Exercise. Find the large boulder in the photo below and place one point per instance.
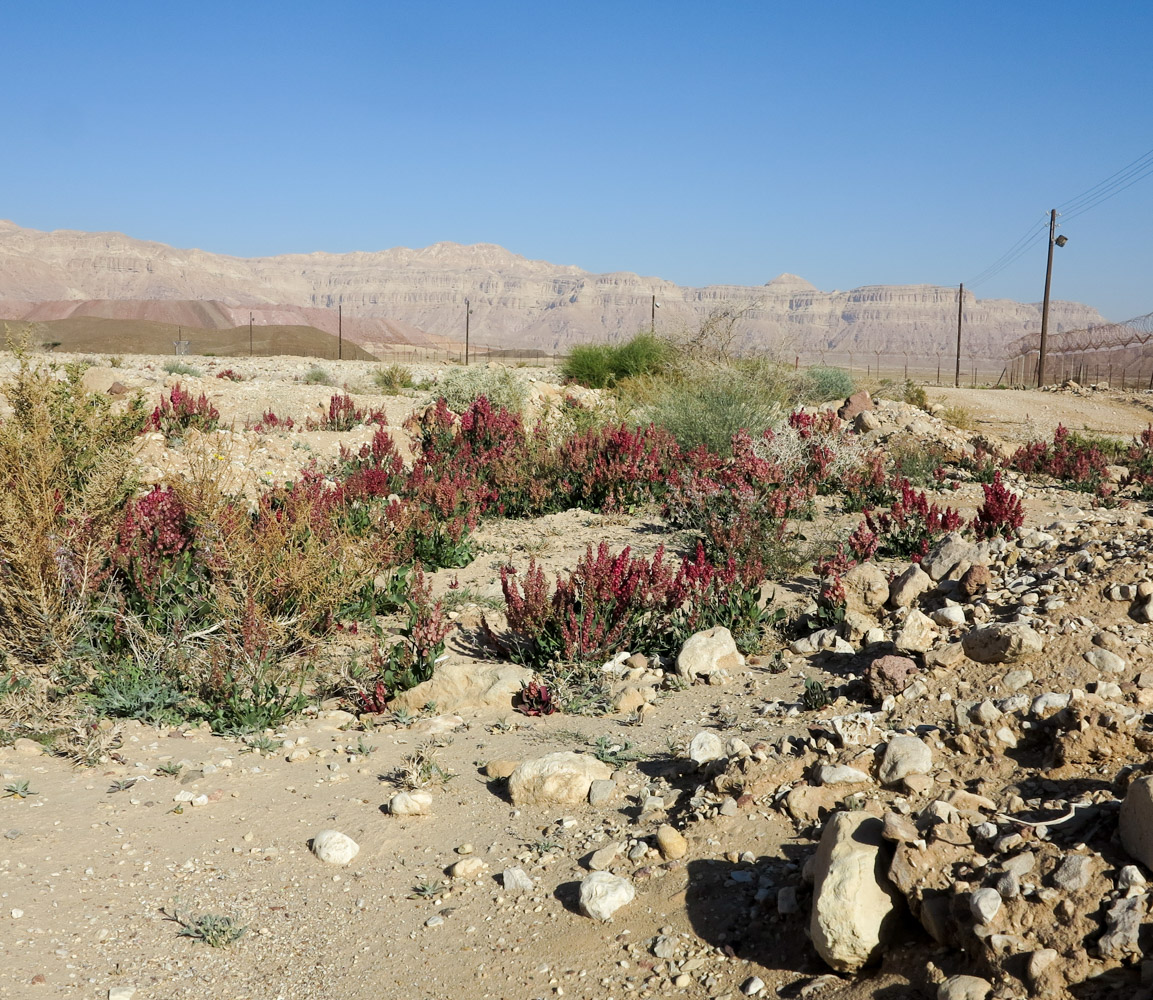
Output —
(602, 894)
(856, 908)
(909, 586)
(917, 633)
(467, 688)
(857, 403)
(1002, 644)
(707, 653)
(947, 554)
(889, 675)
(557, 779)
(1137, 821)
(334, 848)
(904, 756)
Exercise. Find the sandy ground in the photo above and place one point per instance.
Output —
(98, 861)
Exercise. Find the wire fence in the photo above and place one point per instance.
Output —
(1118, 354)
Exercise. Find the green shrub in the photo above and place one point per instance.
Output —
(916, 395)
(392, 378)
(129, 691)
(822, 383)
(181, 368)
(708, 404)
(502, 388)
(600, 366)
(589, 365)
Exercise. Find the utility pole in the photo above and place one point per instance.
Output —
(1054, 241)
(961, 302)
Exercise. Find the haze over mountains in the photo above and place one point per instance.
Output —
(417, 297)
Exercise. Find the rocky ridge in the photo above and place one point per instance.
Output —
(409, 297)
(967, 817)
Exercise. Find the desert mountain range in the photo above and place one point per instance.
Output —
(417, 297)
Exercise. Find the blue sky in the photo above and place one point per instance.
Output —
(851, 143)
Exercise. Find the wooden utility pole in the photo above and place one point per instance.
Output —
(961, 303)
(1045, 305)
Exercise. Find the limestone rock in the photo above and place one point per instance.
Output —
(515, 881)
(857, 403)
(1103, 660)
(947, 554)
(856, 909)
(1137, 821)
(467, 688)
(1002, 644)
(556, 779)
(974, 581)
(904, 756)
(411, 803)
(985, 904)
(671, 842)
(706, 746)
(909, 586)
(707, 653)
(603, 858)
(964, 987)
(602, 894)
(334, 848)
(917, 634)
(467, 867)
(889, 675)
(841, 774)
(866, 588)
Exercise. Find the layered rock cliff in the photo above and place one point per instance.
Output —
(405, 295)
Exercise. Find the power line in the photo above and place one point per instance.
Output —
(1106, 196)
(1090, 198)
(1112, 181)
(1014, 253)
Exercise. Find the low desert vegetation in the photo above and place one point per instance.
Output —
(393, 378)
(190, 603)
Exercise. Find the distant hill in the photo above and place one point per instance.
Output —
(405, 297)
(96, 335)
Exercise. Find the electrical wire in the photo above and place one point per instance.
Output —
(1009, 256)
(1108, 185)
(1087, 200)
(1105, 196)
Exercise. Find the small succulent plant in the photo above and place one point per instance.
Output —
(535, 699)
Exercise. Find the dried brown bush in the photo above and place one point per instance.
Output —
(65, 473)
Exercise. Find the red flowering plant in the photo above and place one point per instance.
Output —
(1001, 513)
(1075, 461)
(399, 663)
(609, 602)
(179, 411)
(618, 467)
(830, 599)
(269, 422)
(739, 506)
(344, 414)
(911, 525)
(1139, 463)
(161, 577)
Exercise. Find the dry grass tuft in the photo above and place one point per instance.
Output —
(65, 473)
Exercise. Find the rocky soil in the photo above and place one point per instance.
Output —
(969, 817)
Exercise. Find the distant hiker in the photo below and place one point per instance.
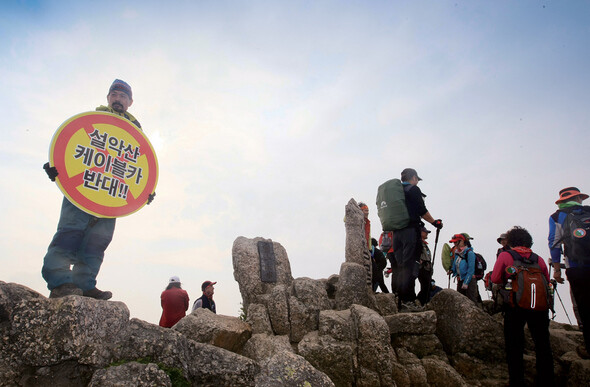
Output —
(378, 263)
(76, 252)
(463, 267)
(570, 226)
(517, 313)
(425, 270)
(206, 300)
(504, 242)
(407, 245)
(174, 302)
(365, 210)
(434, 289)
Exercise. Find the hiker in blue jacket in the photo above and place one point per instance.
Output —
(577, 267)
(463, 267)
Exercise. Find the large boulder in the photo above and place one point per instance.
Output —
(462, 327)
(131, 374)
(246, 263)
(204, 326)
(289, 369)
(262, 346)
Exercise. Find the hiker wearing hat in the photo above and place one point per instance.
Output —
(425, 271)
(463, 267)
(174, 301)
(516, 315)
(570, 226)
(76, 252)
(407, 242)
(206, 300)
(504, 242)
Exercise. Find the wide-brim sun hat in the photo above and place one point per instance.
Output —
(568, 193)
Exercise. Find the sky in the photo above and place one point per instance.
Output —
(268, 117)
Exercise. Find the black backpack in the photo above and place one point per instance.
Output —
(576, 233)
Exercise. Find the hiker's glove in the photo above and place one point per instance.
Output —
(51, 171)
(437, 223)
(151, 198)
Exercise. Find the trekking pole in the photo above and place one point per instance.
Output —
(554, 282)
(561, 302)
(434, 251)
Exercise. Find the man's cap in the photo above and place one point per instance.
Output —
(206, 284)
(568, 193)
(121, 86)
(457, 238)
(408, 173)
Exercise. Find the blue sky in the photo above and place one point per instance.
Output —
(267, 117)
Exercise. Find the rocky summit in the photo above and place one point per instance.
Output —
(296, 332)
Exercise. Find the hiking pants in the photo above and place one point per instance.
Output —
(424, 277)
(579, 278)
(407, 247)
(538, 323)
(80, 240)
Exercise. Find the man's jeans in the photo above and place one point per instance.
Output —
(80, 240)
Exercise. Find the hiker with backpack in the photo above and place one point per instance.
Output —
(463, 267)
(401, 207)
(527, 299)
(570, 226)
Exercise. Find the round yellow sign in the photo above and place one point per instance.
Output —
(107, 167)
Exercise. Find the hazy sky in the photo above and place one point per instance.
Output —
(267, 117)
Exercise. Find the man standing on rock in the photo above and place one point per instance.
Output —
(570, 225)
(76, 252)
(407, 242)
(206, 300)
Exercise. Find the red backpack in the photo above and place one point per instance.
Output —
(530, 289)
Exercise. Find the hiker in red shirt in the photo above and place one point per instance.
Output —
(515, 317)
(174, 303)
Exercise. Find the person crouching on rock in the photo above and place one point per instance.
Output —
(174, 302)
(206, 300)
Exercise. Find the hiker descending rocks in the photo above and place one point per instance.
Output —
(463, 267)
(378, 263)
(206, 300)
(400, 207)
(525, 288)
(174, 302)
(570, 226)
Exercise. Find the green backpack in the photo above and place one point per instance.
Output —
(391, 205)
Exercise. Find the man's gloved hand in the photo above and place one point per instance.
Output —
(51, 171)
(151, 198)
(437, 223)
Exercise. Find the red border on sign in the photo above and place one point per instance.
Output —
(70, 184)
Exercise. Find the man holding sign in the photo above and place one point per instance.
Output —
(106, 168)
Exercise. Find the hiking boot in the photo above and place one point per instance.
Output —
(582, 352)
(63, 290)
(98, 294)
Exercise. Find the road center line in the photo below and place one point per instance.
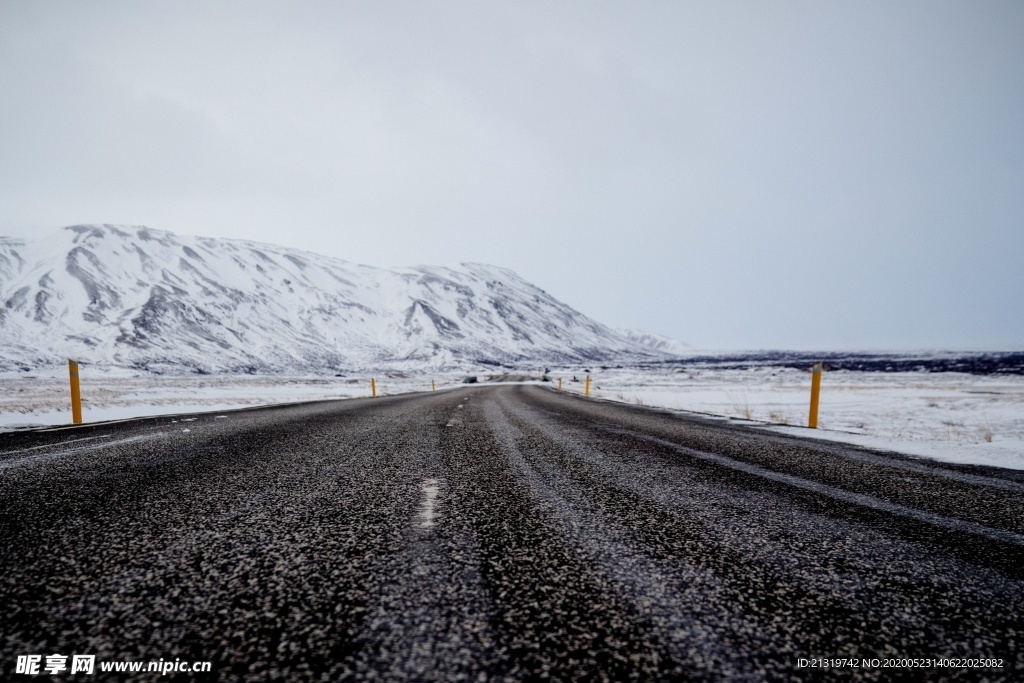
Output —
(430, 488)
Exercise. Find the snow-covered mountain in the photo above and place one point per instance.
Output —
(150, 299)
(656, 342)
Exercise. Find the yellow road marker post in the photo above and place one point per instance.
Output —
(76, 394)
(812, 420)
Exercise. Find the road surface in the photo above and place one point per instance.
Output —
(502, 532)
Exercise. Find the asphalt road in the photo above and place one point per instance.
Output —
(501, 532)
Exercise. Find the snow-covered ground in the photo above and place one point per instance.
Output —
(42, 398)
(953, 417)
(947, 416)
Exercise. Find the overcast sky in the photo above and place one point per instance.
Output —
(733, 174)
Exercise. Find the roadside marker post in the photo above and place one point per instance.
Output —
(76, 394)
(812, 420)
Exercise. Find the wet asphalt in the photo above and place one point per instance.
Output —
(501, 532)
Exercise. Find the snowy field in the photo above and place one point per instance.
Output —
(952, 417)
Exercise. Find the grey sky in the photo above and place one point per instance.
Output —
(747, 175)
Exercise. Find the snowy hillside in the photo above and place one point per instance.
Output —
(656, 342)
(150, 299)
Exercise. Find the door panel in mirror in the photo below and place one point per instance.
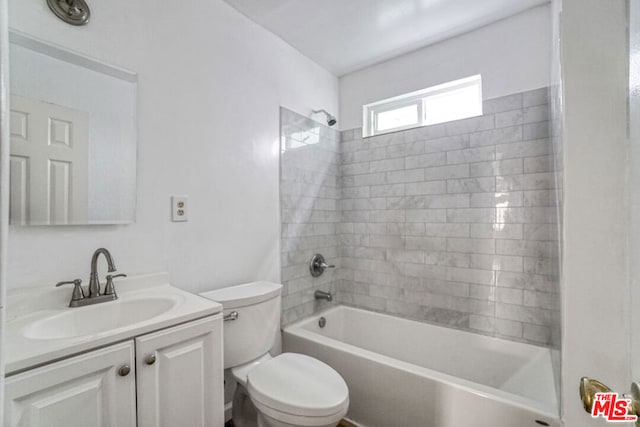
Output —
(73, 138)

--- Work to complete ---
Copy exactly the lines from the line containing "Exercise. Find the snow-covered mountain" through the last line of the records above, both included, and leave out any pictures.

--- The result ---
Exercise. Find the snow-covered mountain in the photo above and place one point per instance.
Output —
(150, 299)
(656, 342)
Exercise. Find the yellow road marker post in the photo above and place one point per instance.
Output —
(76, 394)
(812, 420)
Exercise. Find the road surface in the photo above and place one point per instance.
Output —
(502, 532)
Exercise. Find the asphalt road in the photo above and place one point per instance.
Output —
(501, 532)
Exercise. Find the snow-covered ground in the photo above and place one point per instance.
Output —
(42, 398)
(953, 417)
(947, 416)
Exercise. Find the overcast sky in the photo above and place one point per instance.
Output —
(733, 174)
Exercise. Find the roadside marker post in the photo above and place one point per instance.
Output —
(76, 394)
(812, 420)
Exercise. Find the wet asphalt in the photo above and place one point per instance.
Output —
(501, 532)
Exercise. Find the snowy field in the photo above and place one point per instance.
Output —
(952, 417)
Exercise. Find the grey sky in the photo above and place one point per instance.
Output —
(747, 175)
Exercise. Find the snowy hillside in the photo above and place one point per instance.
Output —
(656, 342)
(150, 299)
Exercise. Find the door panel in mirror in the photo below and place one point per instance.
Output —
(73, 138)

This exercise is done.